◆ EXERCISE PROMPT:
Make an exact copy of the listing below.

◆ DATA SUPPLIED:

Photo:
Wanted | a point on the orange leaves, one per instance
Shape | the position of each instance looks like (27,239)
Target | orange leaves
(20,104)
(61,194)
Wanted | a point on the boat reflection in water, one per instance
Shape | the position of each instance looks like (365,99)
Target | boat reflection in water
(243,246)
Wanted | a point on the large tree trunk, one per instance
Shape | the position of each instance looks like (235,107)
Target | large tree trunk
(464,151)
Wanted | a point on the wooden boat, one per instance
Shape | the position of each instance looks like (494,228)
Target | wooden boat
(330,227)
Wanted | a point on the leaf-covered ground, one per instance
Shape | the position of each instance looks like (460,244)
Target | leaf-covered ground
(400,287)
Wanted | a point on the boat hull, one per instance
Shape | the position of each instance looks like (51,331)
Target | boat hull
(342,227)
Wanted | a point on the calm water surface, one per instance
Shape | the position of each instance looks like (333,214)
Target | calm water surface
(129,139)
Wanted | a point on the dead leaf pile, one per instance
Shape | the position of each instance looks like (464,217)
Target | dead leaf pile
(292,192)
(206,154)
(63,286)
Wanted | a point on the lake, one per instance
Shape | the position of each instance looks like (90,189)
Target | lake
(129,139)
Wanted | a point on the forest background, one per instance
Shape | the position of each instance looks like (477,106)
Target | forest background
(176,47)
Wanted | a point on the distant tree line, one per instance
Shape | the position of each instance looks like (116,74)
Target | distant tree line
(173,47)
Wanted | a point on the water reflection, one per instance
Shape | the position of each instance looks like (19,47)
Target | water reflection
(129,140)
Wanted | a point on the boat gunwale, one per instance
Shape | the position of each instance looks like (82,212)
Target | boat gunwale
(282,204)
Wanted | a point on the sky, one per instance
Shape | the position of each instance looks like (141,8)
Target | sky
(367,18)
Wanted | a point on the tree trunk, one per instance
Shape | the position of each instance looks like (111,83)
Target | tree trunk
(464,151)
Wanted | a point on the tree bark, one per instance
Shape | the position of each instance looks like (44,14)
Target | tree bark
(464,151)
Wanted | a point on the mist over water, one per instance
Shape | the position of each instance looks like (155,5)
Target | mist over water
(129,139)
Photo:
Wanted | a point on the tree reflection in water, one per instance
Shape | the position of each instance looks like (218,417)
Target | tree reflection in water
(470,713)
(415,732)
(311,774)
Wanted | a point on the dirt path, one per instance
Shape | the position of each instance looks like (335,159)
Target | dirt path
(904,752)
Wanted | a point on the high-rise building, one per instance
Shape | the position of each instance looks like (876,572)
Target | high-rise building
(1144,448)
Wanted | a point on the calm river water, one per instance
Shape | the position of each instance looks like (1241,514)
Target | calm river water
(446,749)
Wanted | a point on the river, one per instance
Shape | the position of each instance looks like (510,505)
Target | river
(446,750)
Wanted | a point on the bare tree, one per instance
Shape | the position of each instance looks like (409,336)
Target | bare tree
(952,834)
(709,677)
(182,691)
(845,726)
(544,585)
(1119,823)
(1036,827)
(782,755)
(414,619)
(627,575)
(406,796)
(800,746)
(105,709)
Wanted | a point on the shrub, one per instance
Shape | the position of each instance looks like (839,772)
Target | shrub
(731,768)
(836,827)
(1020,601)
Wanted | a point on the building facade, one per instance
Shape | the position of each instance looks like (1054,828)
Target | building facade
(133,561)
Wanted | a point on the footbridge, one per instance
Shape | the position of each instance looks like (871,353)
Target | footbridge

◆ FULL ANSWER:
Photo:
Wanted | a point on the orange leaves, one per instance
Shape | the position of each instance looks like (27,239)
Target | orange leaves
(20,104)
(61,194)
Wanted | a point on the boat reflection in water, one per instance
Shape | the position of each instance looks like (365,99)
Target | boat reflection in water
(243,246)
Wanted | a point on the large tree trunk, one per instance
Shape | the position of each instance looks like (235,107)
Target | large tree trunk
(464,151)
Wanted | a point on the wooden boat, one per instance
Shape | the position of each instance looks like (494,228)
Target | wooden boat
(330,227)
Wanted | a point on the leaf-covered ground, one per instance
Shape | the position of each instance looks like (460,244)
Target | leaf-covered ground
(400,287)
Wanted | a point on the boat hull, one per instance
Shape | the position of each instance looks like (51,331)
Target | boat hull
(342,227)
Wanted | a point on the calm water surface, one per instance
Shape | the position of each instance looks like (333,214)
Target | calm water surface
(129,139)
Wanted | a point on the dead leaf pile, one per instance
Shape | the position of each instance looks like (464,217)
Target | dead leaf pile
(292,192)
(206,154)
(63,286)
Wanted | a point on the lake, one per instance
Shape | the position of each instance looks like (90,189)
Target | lake
(129,139)
Wanted | a point on the forest background, one per instance
Shape | the position of each instance looks like (477,106)
Target | forest background
(176,47)
Wanted | a point on the distant tree line, one per instance
Shape | the position of each instance looks like (116,74)
Target | distant tree line
(173,47)
Wanted | a point on the water reflection, one per instance
Shape | the position of each instance looks like (19,47)
Target | water reflection
(129,140)
Wanted | a point on the boat gunwale, one per instance
Shape | the position of each instance looks like (82,212)
Target | boat gunwale
(282,204)
Wanted | a point on the sky, one per instance
Shape | the position of each instance looks like (141,8)
Target | sky
(367,18)
Wanted | a point on the tree trunk, one per instance
Shape | the position of each instance looks like (111,83)
Target | tree trunk
(464,151)
Wanted | a point on the tree bark, one per instance
Shape | the position of each instance looks like (44,14)
Target | tree bark
(464,151)
Wanted | a point on the mist over water, one per instance
Shape | the position of each instance looks like (155,5)
Target | mist over water
(129,139)
Photo:
Wanted | a point on the tree reflection in water, one per instance
Shape | the position of each instance looks like (218,417)
Target | tree reflection in water
(470,713)
(415,732)
(311,774)
Wanted | a point on the dirt path, one per instance
Shape | the position of each instance looks like (335,159)
Target | dirt path
(904,752)
Wanted | a point on the high-rise building, one per instance
Shape | the position of each instance looks like (876,572)
Target | high-rise building
(1144,448)
Wanted | a point on the calm river water, one per instance
Shape | the position of each instance looks like (1241,514)
Target | calm river water
(446,749)
Wanted | a point on the river, one per instance
Shape | the position of each instance looks like (510,505)
Target | river
(446,750)
Wanted | a point on the bare tree, one per instance
Shape | the position of each instance looks like (409,336)
Target | bare tree
(952,834)
(709,677)
(182,691)
(845,726)
(544,585)
(1119,823)
(1036,827)
(782,755)
(414,619)
(627,575)
(406,796)
(800,746)
(105,709)
Wanted | a point on the shrub, one per instance
Shape | the position of each instance looks like (839,772)
Target | shrub
(731,768)
(836,827)
(1020,601)
Wanted | a point on the building facade, one per instance
Shape | the position of each instance looks like (1054,828)
Target | building facade
(133,561)
Wanted | a point on the footbridge, one per instance
Shape | the position of each instance looks like (871,353)
Target | footbridge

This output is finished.